━━━━━ Extrait fourni

Formé par l’Action catholique des années d’après-guerre, il est un inconditionnel de l’approche du cardinal Cadijn : voir – juger – agir. Il part toujours du réel, du quotidien, des possibilités. Pas de rêves ni de théories. Qu’est-ce qu’il est possible de faire, que peut-on espérer ? Il a « quadrillé » sa paroisse, demande à chacun d’utiliser ses talents au maximum, et se veut un pasteur qui rassemble, qui encourage, qui sait dire merci. Il a l’étoffe d’un chef sans pour autant imposer. Il donne des orientations et respecte les choix. Il accueille la vie et sait s’adapter aux besoins. Parlant de ses confrères il dit sans sourciller : « Il faudrait mettre dans la même région ceux qui ne veulent pas changer ; comme ça, les autres, nous aurions les coudées franches ! » Il ne connaît guère les limites de vitesse et sur les routes de terre des plantations de caoutchouc si on est son passager, il vaut mieux s’accrocher. Il sait se déplacer pour aller auprès des plus éloignés ou des « paumés » et son style de vie est des plus simples. Le grand Lulu, comme nous l’appelions, bien vivant et vivifiant.
Bien marqué par son église d’origine, Cambrai. Il est toujours resté un disciple de Monseigneur Guerry et Monseigneur Jenny.
Les années en famille et les études
Lucien est né à Cambrai le 25 septembre 1931. Son père y travaillait comme menuisier, et lui était l’aîné de cinq frères et d’une sœur de quinze ans plus jeunes.

━━━━━━━━━━

● Consigne 1:
Répondez aux questions suivantes d'après l'extrait.
(a) Quelle est l'approche du cardinal Cadijn dont Lucien est un inconditionnel ?
(b) Quel métier exerçait le père de Lucien à Cambrai ?
(c) À quelle date Lucien est-il né ?
● Consigne 2: Recopiez le passage de l'extrait compris entre « Bien marqué par » et « ans plus jeunes. » inclus, en substituant « charpentier » à « menuisier ».

━━━━━ Liste des entrées

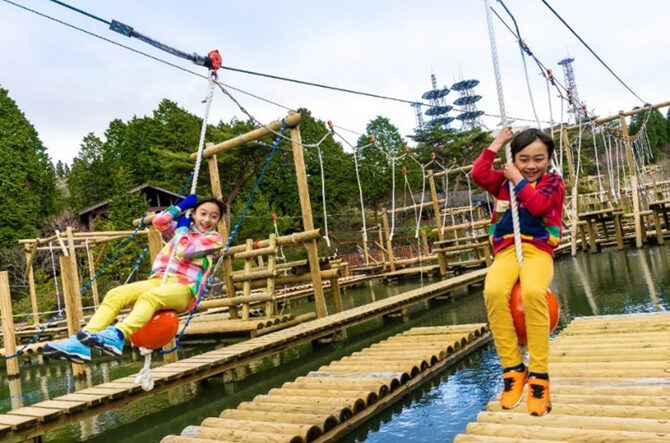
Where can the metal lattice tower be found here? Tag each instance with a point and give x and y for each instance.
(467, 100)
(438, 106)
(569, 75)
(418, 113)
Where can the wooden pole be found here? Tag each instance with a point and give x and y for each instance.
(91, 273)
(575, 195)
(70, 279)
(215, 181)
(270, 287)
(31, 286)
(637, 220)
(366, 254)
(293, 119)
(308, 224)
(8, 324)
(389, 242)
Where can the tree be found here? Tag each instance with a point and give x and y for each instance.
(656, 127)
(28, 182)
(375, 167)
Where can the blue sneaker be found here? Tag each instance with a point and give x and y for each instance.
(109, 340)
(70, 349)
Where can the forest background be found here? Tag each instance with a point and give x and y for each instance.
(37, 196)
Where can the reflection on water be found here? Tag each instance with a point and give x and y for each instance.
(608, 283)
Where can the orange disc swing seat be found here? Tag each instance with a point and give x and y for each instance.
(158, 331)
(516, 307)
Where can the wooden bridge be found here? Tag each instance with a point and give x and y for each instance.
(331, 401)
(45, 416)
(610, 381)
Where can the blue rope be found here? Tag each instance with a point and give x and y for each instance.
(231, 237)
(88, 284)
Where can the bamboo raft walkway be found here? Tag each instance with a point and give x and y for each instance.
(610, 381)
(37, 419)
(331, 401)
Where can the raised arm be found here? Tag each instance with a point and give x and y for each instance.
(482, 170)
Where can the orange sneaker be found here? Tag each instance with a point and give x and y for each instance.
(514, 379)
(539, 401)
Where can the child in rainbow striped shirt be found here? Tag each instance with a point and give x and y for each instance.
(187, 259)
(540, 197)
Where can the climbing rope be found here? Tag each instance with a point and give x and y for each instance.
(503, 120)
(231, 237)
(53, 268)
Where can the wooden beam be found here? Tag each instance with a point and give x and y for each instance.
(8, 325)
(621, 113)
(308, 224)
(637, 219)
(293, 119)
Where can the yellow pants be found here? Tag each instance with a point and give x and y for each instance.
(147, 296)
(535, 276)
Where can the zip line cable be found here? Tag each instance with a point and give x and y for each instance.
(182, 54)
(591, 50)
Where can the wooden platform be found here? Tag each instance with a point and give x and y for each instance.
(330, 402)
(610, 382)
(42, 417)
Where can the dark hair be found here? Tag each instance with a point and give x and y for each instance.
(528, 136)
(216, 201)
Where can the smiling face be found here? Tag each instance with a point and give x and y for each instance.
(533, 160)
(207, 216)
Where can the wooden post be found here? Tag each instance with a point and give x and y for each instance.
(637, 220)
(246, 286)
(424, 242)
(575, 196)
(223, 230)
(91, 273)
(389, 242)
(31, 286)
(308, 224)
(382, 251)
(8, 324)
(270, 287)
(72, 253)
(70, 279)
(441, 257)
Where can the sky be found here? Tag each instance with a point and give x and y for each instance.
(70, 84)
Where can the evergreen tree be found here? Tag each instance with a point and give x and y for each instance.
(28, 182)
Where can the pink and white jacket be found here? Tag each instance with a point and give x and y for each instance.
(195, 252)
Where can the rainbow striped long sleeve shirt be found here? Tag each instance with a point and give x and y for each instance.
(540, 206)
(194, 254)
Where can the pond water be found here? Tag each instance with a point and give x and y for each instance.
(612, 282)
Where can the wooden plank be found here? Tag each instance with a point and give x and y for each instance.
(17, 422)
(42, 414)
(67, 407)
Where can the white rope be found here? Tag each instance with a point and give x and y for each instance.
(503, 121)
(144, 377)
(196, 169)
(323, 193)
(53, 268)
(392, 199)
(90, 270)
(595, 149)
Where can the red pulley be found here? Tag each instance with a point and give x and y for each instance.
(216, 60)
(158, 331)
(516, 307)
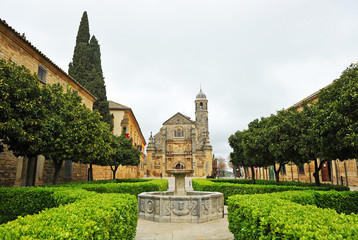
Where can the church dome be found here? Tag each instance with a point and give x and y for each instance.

━━━━━━━━━━

● Résultat 1:
(a) Voir – juger – agir.
(b) Menuisier.
(c) Le 25 septembre 1931.

● Résultat 2:
Bien marqué par son église d’origine, Cambrai. Il est toujours resté un disciple de Monseigneur Guerry et Monseigneur Jenny.
Les années en famille et les études
Lucien est né à Cambrai le 25 septembre 1931. Son père y travaillait comme charpentier, et lui était l’aîné de cinq frères et d’une sœur de quinze ans plus jeunes.